__Task item__: The answer is every line of the records that holds the word "pale", copied in full.

__The records__:
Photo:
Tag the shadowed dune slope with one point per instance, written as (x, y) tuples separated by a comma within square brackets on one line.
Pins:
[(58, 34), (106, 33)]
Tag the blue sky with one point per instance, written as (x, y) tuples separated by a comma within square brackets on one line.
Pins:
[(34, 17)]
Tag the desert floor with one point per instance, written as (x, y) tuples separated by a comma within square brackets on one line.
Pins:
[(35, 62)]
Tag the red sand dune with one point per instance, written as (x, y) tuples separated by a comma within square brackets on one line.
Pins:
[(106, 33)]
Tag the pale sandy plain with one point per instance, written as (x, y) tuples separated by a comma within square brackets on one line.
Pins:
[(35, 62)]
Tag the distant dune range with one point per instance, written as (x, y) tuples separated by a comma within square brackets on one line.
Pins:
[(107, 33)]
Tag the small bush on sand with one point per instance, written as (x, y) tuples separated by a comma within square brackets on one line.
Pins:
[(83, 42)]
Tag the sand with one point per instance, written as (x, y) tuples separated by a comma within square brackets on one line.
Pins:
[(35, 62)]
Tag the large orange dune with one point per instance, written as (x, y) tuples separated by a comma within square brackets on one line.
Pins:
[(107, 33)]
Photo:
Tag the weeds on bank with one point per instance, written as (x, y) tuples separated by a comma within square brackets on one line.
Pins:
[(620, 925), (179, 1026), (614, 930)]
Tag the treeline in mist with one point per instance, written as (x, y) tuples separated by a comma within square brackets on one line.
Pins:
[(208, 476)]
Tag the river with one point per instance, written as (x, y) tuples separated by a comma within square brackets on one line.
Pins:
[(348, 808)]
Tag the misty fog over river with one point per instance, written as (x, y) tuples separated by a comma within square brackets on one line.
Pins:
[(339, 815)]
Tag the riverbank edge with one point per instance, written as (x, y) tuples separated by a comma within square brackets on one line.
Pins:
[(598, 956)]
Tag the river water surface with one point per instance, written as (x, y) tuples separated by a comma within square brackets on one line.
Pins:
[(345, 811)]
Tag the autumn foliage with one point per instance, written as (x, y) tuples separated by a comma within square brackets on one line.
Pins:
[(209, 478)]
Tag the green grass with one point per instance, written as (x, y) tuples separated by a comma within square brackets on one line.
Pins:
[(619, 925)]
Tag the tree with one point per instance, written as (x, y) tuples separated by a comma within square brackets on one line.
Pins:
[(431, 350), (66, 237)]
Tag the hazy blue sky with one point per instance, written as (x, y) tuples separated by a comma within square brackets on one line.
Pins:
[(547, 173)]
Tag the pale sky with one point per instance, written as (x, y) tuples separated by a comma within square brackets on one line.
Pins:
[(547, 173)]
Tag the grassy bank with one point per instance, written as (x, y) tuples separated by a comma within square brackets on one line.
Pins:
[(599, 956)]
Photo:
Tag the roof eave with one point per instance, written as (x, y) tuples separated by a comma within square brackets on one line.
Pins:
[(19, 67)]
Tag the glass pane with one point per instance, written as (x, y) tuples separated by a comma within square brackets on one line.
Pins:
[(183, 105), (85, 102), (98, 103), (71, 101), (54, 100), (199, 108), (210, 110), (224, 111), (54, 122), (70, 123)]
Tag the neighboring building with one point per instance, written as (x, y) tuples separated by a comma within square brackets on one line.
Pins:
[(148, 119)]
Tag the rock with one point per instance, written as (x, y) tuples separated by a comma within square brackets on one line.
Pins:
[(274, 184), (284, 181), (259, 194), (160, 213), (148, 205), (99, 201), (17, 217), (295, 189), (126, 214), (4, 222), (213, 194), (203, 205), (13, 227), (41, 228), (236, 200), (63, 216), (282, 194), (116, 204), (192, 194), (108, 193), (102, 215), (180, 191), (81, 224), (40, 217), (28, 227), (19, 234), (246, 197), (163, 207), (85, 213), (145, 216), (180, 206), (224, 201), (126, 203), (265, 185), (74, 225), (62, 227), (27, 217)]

__The answer__:
Tag the pale sandy plain with one point per instance, written as (x, y) tuples separated by a comma within square brackets on one line.
Tag the pale sky with one point per instance, written as (x, y) tuples separated by a comma within square brackets on one line.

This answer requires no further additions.